>> BEGIN

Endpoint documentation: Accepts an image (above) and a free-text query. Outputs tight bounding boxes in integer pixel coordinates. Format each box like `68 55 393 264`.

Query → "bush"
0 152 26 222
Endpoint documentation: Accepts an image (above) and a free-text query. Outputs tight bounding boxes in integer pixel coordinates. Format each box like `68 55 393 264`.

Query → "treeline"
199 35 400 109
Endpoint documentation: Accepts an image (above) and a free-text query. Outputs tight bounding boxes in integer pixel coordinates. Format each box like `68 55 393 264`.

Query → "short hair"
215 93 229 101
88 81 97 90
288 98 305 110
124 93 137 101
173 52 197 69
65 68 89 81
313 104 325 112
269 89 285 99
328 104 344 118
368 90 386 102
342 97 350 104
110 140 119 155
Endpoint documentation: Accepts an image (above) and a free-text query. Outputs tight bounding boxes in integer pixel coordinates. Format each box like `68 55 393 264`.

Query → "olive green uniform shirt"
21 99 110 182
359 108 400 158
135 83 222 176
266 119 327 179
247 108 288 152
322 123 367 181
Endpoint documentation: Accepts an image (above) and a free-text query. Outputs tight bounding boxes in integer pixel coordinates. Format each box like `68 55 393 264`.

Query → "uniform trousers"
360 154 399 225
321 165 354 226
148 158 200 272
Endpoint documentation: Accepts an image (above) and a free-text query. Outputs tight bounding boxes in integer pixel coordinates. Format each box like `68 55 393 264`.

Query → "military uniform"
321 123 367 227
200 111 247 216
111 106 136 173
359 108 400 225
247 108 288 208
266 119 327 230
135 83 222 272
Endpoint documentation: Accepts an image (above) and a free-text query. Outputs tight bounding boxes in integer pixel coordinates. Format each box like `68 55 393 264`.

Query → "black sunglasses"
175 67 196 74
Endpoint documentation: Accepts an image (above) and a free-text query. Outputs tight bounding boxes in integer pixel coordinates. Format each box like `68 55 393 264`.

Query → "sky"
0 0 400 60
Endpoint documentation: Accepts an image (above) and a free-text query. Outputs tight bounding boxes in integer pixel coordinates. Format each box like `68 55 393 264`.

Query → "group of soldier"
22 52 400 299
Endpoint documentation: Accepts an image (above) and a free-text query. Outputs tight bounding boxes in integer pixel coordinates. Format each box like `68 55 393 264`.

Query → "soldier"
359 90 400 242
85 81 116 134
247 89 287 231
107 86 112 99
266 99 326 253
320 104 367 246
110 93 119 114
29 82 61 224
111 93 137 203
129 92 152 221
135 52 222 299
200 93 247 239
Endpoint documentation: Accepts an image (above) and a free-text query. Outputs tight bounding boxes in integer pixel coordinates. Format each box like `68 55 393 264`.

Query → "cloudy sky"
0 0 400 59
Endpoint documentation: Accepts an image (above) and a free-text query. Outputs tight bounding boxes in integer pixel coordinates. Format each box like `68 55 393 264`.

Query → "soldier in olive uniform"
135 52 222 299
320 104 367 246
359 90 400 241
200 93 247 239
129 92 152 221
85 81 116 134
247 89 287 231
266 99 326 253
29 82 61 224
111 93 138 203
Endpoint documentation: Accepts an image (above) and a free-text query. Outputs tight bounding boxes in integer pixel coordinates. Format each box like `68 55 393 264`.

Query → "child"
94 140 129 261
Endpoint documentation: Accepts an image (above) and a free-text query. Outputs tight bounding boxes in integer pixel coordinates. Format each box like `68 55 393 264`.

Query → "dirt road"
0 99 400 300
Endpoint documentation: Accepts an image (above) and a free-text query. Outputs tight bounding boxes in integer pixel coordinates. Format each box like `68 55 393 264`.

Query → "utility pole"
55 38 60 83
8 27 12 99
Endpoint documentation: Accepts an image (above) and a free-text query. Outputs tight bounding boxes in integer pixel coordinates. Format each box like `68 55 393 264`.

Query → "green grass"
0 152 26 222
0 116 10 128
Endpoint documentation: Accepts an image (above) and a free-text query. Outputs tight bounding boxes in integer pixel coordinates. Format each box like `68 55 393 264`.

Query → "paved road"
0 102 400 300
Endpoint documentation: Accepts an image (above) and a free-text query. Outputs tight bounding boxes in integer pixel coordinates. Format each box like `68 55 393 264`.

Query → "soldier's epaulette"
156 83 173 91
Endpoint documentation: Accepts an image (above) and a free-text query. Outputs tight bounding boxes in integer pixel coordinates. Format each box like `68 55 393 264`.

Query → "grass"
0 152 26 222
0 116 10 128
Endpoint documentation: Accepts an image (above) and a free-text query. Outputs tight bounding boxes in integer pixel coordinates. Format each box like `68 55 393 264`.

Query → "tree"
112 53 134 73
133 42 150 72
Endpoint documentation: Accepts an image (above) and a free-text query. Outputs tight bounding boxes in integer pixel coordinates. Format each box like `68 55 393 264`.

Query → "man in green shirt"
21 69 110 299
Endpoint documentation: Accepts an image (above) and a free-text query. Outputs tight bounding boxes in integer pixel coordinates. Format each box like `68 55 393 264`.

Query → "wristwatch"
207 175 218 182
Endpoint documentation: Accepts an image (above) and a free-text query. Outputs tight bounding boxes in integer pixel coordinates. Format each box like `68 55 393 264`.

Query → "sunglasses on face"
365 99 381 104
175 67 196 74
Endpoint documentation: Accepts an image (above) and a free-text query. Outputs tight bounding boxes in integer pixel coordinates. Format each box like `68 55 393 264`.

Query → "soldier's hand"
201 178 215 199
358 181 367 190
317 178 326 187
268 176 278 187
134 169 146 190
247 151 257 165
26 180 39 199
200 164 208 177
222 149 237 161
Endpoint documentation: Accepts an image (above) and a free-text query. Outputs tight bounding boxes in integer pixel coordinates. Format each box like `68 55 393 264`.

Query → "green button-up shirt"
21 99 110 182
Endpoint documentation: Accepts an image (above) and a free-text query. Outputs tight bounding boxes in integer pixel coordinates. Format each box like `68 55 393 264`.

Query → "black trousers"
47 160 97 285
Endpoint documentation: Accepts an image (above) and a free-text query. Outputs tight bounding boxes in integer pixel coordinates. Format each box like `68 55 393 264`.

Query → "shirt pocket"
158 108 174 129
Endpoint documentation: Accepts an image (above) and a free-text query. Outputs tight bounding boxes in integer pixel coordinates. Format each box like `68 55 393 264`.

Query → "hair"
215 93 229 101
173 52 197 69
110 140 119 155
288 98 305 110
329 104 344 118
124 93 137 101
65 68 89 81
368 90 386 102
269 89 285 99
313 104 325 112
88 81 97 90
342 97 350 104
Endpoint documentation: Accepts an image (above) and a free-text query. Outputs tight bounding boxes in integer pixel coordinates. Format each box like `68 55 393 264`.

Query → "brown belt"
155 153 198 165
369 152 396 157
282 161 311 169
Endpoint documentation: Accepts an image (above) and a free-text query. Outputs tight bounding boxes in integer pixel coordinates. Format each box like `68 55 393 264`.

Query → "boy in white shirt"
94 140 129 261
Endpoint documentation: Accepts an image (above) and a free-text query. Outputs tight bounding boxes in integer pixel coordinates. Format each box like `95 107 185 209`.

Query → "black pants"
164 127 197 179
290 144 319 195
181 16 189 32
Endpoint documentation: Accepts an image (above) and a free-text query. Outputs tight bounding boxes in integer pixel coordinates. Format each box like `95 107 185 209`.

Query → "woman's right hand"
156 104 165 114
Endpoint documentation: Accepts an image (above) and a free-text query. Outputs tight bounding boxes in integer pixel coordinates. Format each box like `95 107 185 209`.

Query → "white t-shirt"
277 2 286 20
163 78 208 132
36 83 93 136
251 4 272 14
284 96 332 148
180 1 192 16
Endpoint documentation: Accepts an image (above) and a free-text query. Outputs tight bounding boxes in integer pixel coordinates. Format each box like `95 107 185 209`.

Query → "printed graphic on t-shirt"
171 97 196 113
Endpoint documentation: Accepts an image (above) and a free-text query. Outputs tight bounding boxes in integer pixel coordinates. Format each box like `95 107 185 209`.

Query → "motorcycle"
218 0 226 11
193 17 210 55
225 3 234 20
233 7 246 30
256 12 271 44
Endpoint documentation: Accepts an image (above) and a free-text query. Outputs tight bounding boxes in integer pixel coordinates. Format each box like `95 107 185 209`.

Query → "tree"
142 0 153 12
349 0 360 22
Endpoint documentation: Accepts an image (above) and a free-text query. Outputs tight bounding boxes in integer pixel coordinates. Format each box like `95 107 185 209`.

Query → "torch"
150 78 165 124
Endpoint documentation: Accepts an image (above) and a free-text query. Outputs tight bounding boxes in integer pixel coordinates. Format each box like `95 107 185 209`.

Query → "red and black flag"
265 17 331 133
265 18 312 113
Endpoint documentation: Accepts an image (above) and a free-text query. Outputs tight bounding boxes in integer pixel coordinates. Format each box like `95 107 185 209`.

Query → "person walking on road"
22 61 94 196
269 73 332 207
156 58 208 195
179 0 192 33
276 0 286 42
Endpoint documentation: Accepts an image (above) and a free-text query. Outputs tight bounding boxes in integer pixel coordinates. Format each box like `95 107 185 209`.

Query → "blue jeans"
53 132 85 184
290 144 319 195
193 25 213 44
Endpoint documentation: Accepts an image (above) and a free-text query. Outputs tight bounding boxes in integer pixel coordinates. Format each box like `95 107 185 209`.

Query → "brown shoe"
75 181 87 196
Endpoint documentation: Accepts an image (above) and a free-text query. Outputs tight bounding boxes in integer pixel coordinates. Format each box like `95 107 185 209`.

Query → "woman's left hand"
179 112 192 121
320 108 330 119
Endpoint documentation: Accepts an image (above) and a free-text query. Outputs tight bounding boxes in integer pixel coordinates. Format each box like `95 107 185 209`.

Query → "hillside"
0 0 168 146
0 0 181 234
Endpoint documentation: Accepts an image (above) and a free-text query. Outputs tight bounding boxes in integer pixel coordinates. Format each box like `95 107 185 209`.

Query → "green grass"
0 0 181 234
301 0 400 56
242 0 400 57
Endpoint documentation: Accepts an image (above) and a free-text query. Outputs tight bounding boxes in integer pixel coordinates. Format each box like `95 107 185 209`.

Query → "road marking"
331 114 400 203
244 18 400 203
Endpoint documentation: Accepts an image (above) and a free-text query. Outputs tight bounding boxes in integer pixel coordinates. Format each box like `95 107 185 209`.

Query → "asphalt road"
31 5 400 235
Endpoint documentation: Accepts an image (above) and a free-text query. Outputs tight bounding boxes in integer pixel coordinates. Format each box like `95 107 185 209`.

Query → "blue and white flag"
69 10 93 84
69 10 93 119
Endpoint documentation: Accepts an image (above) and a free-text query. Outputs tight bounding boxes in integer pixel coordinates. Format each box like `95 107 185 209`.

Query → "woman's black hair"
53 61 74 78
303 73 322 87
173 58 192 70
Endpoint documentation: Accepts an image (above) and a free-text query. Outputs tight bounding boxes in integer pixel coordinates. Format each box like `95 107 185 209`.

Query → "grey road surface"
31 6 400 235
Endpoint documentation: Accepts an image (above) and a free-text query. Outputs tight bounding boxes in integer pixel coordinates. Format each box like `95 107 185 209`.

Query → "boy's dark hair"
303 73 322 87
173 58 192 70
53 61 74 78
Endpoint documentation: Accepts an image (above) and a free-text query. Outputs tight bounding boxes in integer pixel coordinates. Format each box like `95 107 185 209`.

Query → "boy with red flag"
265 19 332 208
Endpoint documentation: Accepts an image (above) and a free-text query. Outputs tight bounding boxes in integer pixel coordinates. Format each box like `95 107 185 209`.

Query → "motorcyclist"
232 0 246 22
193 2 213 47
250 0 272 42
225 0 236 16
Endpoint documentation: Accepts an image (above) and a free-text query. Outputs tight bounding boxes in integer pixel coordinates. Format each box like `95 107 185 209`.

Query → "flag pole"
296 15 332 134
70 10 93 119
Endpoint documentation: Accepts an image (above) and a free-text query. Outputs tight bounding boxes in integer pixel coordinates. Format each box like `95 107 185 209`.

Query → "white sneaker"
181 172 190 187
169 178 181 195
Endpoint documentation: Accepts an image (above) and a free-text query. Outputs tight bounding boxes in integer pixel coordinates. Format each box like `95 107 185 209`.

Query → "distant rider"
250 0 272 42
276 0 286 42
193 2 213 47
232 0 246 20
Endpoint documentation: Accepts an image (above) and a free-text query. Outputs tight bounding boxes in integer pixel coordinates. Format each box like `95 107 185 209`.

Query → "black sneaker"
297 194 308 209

>> END

§ **WHAT THIS TASK INVOLVES**: Reproduce everything from the start of the entries down to the line containing "199 35 400 109", swapping "treeline" for "tree line" and leaving all else unchanged.

§ **COMPLETE OUTPUT**:
Endpoint documentation: Accepts an image (above) and a free-text query. Outputs tight bounding boxes in integer pixel coordinates. Format each box like `68 55 393 264`.

Query → "bush"
0 152 26 222
Endpoint documentation: Accepts an image (above) and a free-text query. Outputs tight bounding boxes in integer pixel coordinates. Format each box like `68 55 393 264`.

Query → "tree line"
199 35 400 109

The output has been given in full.